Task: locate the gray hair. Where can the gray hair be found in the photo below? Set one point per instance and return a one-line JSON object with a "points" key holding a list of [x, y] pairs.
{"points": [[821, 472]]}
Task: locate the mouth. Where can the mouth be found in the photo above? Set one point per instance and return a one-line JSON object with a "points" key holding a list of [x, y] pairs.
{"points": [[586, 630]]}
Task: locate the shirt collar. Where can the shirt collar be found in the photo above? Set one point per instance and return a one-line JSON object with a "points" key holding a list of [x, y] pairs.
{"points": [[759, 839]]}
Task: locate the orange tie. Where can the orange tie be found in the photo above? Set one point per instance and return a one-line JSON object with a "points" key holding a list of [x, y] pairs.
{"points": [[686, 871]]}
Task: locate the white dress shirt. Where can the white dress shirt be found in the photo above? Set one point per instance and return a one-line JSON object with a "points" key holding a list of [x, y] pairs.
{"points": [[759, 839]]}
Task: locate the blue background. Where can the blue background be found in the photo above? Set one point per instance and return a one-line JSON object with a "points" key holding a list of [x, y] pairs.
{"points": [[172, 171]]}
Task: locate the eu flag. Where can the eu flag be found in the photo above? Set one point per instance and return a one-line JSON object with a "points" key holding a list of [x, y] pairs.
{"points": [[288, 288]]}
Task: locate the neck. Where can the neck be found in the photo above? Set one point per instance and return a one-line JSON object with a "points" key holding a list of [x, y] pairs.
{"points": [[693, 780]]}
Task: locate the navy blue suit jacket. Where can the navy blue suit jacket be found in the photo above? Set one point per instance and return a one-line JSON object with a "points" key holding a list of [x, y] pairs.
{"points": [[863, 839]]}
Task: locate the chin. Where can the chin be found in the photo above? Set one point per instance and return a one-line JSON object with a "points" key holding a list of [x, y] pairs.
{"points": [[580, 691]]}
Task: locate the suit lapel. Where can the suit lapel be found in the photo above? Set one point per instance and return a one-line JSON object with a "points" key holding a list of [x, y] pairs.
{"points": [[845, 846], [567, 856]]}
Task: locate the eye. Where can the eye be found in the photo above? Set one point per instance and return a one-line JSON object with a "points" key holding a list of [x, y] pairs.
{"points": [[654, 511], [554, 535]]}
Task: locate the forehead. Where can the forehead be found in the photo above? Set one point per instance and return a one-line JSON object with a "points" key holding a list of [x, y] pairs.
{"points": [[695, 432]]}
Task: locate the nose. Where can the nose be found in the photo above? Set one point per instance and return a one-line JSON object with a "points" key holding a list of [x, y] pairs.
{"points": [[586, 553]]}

■ ■ ■

◆ **WHAT THE TASK ASKS**:
Write out exactly the lines from the one with "Task: locate the chin." through the end of the records above, both ends included, and leave out all other lines.

◆ **EXERCISE SOLUTION**:
Task: locate the chin. Where can the chin be found in the photo above? Set one point per instance and return a one-line JSON object with a "points" key holding a list of [x, y] pairs.
{"points": [[580, 691]]}
Task: locate the suit lapel. Where can the suit lapel be found in the photo above? Set one point per instance and return a one-line JSON object with a "points" key holding a list of [x, y] pairs.
{"points": [[845, 846], [567, 856]]}
Task: locate the eye. Where can the eye be found in the photo above? Set one point per instance and return a one-line JSON object with a "points" key holding a list of [x, y] pairs.
{"points": [[654, 511], [554, 535]]}
Task: locate the forehead. Where can the forehead be found in the photo above? Set one point per instance and return a one-line JSON object with a "points" key holding a list of [x, y] pairs.
{"points": [[695, 432]]}
Task: locate the nose. Where can the nose be found in the photo above? Set one point per instance and return a one-line JSON object with a "points" key holding a list of [x, y] pairs.
{"points": [[586, 553]]}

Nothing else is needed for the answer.